Your objective » Wherever "door" appears in the records below, copy the line that holds it.

+ + + + + + +

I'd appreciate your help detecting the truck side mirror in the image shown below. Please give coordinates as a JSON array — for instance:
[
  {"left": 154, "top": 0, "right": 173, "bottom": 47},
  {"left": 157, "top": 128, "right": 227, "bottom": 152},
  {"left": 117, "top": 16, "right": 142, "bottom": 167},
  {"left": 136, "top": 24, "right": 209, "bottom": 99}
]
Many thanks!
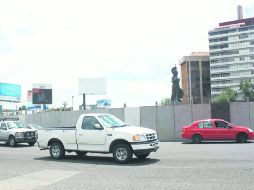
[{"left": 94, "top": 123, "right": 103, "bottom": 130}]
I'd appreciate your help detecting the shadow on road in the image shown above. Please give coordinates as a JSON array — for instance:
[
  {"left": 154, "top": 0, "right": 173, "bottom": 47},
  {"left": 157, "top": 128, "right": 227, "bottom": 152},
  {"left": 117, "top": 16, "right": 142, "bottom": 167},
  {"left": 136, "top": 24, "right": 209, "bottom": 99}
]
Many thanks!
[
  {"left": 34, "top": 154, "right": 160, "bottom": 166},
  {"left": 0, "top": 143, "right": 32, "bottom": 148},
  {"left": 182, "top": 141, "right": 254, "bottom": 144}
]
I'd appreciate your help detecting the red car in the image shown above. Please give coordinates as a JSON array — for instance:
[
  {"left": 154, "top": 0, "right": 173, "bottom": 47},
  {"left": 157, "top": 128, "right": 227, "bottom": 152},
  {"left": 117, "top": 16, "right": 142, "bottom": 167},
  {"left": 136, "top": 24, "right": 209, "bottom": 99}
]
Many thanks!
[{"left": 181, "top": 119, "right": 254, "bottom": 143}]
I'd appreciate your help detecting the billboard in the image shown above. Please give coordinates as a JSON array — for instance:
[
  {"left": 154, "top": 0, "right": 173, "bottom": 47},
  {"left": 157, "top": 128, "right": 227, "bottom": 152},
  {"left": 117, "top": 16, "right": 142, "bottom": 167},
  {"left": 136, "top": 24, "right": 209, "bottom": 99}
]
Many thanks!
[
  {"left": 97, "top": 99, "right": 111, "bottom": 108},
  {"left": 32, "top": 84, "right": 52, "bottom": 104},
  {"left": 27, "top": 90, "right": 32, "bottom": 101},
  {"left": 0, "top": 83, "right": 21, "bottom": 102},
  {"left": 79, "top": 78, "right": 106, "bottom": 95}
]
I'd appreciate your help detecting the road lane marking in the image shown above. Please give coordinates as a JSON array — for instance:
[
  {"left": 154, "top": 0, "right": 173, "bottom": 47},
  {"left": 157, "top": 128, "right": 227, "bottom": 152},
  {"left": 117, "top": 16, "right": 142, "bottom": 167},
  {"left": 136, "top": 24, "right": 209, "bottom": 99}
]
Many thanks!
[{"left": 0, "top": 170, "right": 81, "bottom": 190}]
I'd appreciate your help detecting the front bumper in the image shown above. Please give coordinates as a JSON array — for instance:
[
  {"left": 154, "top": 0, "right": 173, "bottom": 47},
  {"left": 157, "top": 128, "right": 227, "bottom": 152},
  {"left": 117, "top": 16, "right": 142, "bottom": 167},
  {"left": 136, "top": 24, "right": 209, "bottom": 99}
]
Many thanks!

+ + + + + + +

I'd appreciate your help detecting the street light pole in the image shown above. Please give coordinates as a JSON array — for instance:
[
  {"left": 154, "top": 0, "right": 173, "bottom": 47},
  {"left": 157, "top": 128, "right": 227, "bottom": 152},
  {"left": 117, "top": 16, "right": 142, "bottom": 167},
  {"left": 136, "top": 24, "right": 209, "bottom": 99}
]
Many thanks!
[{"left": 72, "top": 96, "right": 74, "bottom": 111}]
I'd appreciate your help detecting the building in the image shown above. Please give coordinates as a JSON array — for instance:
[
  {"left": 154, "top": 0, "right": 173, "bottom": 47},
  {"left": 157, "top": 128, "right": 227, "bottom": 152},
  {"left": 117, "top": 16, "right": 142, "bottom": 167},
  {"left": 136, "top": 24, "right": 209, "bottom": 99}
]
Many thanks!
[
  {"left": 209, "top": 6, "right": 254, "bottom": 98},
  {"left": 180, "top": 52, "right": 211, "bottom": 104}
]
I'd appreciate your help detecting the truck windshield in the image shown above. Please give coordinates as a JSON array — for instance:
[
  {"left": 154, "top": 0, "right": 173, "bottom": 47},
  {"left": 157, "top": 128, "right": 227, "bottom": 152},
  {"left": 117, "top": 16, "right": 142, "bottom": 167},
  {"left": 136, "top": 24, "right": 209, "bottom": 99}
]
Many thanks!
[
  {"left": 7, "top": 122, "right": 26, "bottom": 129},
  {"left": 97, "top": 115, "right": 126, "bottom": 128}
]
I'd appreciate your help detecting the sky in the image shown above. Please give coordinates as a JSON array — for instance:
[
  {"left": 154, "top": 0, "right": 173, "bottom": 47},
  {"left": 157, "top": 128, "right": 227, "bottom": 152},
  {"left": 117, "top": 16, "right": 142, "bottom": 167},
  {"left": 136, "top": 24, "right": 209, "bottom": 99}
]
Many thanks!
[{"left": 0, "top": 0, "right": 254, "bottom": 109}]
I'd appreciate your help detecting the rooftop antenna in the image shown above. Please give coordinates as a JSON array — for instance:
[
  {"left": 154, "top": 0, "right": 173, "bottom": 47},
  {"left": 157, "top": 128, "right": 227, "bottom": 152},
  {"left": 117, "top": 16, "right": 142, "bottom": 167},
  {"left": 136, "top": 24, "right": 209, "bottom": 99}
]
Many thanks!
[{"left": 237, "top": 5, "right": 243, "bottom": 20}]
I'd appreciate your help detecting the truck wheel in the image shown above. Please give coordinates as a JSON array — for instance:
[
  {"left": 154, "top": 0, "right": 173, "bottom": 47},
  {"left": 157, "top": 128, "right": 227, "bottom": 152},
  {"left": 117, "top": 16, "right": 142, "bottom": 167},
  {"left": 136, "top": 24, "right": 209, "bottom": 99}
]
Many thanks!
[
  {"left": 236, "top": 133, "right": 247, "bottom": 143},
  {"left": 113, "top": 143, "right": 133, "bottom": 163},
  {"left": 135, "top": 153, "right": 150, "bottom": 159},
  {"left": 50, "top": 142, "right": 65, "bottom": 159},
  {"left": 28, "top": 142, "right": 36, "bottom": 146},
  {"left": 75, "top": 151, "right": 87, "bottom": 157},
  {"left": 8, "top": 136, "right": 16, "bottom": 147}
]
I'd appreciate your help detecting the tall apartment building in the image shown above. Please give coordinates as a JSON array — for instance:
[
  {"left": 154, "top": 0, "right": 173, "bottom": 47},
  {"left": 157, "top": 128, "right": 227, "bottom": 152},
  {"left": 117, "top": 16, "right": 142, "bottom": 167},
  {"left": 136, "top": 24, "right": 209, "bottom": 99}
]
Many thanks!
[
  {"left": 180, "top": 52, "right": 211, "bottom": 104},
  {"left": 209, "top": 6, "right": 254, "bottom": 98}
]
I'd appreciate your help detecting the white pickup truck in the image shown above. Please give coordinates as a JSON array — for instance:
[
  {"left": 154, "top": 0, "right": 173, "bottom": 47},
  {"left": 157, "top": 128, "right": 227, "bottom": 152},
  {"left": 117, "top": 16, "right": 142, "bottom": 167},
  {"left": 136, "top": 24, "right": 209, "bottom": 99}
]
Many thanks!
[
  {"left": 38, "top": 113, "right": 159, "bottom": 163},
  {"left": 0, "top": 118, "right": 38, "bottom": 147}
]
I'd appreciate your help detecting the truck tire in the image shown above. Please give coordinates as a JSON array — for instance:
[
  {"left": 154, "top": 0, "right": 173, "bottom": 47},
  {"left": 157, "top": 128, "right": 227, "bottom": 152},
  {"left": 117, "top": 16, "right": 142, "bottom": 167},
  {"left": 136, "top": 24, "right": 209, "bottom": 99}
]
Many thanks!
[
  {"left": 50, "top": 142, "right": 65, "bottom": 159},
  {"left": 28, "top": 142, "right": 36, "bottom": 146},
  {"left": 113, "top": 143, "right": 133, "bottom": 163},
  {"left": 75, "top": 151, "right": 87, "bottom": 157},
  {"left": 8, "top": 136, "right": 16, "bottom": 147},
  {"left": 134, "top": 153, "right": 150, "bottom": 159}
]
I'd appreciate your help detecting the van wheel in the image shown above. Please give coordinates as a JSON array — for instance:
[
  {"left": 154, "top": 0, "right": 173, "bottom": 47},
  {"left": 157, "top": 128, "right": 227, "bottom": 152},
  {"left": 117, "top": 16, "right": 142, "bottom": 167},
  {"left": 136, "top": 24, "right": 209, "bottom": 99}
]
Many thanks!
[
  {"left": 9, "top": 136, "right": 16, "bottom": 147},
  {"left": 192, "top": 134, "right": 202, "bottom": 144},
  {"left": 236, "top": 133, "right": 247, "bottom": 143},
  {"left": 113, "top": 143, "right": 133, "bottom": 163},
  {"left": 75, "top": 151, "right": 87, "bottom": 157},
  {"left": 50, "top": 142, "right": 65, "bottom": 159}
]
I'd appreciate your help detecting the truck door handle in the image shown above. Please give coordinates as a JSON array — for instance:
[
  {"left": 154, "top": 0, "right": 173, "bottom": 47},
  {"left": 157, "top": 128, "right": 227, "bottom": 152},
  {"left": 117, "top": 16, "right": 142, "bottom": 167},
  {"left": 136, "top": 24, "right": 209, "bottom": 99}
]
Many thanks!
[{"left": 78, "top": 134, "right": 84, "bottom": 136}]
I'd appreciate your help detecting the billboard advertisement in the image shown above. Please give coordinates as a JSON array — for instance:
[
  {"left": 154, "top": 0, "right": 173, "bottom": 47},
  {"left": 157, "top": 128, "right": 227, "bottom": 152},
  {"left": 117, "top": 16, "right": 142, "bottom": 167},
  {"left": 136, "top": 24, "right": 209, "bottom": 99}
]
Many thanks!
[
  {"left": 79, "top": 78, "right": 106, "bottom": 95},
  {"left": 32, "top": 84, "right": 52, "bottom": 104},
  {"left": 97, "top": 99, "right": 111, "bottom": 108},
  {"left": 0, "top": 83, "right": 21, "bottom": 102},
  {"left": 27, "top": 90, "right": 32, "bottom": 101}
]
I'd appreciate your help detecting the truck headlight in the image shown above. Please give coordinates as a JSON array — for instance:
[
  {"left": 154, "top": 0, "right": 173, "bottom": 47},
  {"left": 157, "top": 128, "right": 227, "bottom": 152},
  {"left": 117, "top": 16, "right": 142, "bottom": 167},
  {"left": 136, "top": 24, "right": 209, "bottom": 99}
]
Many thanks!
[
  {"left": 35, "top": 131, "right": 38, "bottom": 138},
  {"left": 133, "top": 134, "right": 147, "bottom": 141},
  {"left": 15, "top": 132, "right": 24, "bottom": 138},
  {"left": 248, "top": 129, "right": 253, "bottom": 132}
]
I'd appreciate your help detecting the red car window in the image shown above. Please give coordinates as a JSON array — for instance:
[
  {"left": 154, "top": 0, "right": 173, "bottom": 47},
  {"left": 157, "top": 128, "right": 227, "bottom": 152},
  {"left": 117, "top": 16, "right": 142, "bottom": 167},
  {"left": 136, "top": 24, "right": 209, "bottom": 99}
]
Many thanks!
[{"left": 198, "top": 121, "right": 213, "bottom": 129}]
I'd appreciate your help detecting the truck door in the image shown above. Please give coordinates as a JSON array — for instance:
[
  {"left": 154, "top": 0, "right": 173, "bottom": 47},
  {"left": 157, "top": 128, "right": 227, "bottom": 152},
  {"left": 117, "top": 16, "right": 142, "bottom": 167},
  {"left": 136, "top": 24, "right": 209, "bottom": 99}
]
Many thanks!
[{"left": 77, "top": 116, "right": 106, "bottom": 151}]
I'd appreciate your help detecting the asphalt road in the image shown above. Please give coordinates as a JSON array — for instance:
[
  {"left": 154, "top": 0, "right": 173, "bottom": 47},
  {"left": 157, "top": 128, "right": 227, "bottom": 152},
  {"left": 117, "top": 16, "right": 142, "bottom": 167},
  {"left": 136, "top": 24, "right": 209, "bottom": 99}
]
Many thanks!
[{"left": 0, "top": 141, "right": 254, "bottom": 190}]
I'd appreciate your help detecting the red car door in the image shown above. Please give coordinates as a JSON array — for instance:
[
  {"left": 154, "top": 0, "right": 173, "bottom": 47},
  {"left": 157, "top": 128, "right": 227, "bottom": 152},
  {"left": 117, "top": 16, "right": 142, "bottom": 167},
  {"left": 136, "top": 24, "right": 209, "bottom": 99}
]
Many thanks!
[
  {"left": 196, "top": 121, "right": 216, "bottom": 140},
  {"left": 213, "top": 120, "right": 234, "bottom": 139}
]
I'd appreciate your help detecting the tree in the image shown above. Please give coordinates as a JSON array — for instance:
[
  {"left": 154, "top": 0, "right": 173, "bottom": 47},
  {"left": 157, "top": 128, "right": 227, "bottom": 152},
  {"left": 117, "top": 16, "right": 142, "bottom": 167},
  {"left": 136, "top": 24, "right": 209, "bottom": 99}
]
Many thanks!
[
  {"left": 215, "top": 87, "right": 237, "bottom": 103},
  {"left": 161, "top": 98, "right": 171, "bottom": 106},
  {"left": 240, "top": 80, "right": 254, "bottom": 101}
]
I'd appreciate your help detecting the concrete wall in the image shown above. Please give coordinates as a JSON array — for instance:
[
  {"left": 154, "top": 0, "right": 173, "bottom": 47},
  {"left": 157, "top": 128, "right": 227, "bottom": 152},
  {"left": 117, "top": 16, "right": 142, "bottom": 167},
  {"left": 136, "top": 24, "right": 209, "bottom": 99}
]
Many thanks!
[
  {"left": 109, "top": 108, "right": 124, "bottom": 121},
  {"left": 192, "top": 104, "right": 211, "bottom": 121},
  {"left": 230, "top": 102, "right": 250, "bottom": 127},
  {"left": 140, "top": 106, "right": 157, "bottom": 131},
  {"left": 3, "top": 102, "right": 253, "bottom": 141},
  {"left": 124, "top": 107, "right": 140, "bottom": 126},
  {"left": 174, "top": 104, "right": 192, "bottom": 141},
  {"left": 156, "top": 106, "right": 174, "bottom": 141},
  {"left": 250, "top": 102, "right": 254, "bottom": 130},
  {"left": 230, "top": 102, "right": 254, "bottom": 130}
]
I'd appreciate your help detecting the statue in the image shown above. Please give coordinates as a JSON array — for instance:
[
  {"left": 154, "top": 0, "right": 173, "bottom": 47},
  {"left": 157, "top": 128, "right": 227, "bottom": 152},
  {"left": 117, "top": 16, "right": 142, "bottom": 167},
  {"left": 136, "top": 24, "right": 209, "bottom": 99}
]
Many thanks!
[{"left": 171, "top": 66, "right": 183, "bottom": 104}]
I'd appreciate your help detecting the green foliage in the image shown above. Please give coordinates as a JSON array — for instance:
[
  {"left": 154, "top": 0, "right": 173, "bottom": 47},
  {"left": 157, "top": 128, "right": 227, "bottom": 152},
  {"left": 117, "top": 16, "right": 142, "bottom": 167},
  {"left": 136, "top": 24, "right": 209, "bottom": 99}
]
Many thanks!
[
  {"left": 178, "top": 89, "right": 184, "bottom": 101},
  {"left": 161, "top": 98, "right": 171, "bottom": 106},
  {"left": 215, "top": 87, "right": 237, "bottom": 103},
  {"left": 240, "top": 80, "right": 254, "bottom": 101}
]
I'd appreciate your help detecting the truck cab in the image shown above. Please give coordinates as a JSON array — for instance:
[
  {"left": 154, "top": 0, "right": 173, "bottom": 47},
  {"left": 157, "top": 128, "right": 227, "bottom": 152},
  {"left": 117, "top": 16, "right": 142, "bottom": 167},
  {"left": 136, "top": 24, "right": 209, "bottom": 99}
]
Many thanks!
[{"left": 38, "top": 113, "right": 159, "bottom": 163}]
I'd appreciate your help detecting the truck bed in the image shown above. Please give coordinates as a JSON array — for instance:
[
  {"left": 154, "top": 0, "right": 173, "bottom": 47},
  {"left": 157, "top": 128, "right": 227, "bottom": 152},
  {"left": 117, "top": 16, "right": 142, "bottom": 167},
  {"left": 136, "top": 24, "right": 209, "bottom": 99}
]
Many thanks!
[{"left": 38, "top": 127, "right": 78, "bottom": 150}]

+ + + + + + +

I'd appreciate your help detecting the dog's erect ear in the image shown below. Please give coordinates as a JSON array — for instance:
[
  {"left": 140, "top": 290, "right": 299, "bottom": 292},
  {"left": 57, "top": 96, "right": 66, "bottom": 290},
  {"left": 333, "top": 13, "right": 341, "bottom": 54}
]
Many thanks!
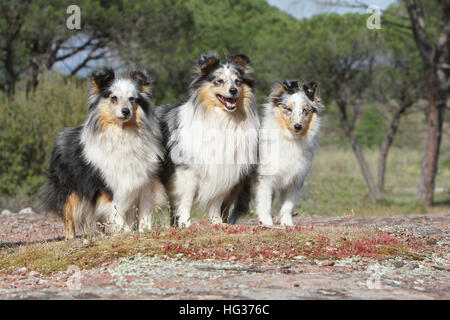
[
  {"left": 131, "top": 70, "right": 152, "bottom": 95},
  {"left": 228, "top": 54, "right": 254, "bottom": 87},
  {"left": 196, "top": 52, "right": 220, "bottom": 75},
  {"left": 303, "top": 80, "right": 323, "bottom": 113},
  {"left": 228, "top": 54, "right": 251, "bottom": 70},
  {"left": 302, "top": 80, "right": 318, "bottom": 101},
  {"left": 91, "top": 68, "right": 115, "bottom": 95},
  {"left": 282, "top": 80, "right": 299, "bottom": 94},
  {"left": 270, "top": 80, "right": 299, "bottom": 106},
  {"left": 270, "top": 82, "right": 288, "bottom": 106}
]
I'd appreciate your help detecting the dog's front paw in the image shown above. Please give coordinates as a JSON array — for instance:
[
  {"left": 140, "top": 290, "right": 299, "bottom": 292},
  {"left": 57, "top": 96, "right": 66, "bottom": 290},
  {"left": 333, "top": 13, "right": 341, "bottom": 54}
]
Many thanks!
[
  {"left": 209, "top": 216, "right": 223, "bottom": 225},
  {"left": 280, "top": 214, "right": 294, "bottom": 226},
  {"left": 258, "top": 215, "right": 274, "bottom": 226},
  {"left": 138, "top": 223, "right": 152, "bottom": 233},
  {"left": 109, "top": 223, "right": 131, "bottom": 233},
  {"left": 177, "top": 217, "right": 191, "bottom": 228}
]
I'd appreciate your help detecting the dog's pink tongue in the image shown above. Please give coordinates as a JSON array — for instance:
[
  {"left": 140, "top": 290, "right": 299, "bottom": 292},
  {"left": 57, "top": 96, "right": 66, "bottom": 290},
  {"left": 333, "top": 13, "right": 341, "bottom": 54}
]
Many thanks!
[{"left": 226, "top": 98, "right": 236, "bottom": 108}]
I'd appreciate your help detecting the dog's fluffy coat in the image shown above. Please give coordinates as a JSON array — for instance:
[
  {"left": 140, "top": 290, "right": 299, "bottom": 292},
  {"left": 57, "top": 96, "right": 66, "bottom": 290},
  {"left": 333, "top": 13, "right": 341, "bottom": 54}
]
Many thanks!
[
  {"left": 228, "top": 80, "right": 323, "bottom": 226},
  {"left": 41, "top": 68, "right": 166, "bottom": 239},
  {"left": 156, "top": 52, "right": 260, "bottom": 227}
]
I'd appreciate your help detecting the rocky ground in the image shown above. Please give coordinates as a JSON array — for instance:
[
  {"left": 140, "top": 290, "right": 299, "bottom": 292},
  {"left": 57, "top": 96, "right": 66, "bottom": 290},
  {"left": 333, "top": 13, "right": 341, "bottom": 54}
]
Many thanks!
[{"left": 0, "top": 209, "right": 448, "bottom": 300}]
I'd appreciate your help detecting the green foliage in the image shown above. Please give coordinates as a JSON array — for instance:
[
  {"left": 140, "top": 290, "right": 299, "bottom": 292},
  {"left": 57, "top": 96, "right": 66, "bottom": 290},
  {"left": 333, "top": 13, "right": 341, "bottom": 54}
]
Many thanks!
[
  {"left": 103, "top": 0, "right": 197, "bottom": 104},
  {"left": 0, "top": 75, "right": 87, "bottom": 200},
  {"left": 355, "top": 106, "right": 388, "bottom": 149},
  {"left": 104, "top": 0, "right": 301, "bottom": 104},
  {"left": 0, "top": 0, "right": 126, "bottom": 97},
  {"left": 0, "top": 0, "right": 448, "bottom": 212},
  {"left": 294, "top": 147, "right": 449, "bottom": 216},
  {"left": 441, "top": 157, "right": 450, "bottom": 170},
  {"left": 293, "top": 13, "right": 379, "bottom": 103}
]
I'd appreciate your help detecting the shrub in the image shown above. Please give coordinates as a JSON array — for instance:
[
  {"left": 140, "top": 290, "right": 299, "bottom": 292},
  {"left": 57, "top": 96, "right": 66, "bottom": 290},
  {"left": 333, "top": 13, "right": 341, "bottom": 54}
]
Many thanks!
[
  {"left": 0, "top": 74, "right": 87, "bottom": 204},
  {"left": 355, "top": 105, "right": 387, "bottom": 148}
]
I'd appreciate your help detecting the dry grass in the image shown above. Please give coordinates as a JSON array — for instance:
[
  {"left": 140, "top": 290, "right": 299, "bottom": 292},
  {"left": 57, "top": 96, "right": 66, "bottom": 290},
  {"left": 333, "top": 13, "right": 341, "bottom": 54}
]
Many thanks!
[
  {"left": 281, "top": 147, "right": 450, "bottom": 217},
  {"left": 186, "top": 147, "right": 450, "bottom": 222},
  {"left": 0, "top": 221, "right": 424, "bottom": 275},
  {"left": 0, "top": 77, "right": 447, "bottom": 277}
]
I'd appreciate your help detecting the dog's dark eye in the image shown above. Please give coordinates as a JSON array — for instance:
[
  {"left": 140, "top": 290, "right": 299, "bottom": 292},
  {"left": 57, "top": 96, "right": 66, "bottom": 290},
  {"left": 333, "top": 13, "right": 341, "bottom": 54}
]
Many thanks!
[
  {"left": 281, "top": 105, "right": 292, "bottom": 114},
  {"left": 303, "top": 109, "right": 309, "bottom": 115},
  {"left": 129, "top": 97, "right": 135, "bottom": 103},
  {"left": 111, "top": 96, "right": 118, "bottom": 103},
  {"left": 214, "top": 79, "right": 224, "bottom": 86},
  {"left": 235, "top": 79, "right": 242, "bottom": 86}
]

+ + + + + + +

Task solution »
I'd appreciate your help detecting the truck door handle in the image shown above. Please give coordinates as a JSON array — for instance:
I'd appreciate your help detecting the truck door in the image shown above. Please give coordinates as a JSON array — for instance:
I'd appreciate your help detecting the red car door in the image shown above. Please give coordinates as a JSON array — for instance:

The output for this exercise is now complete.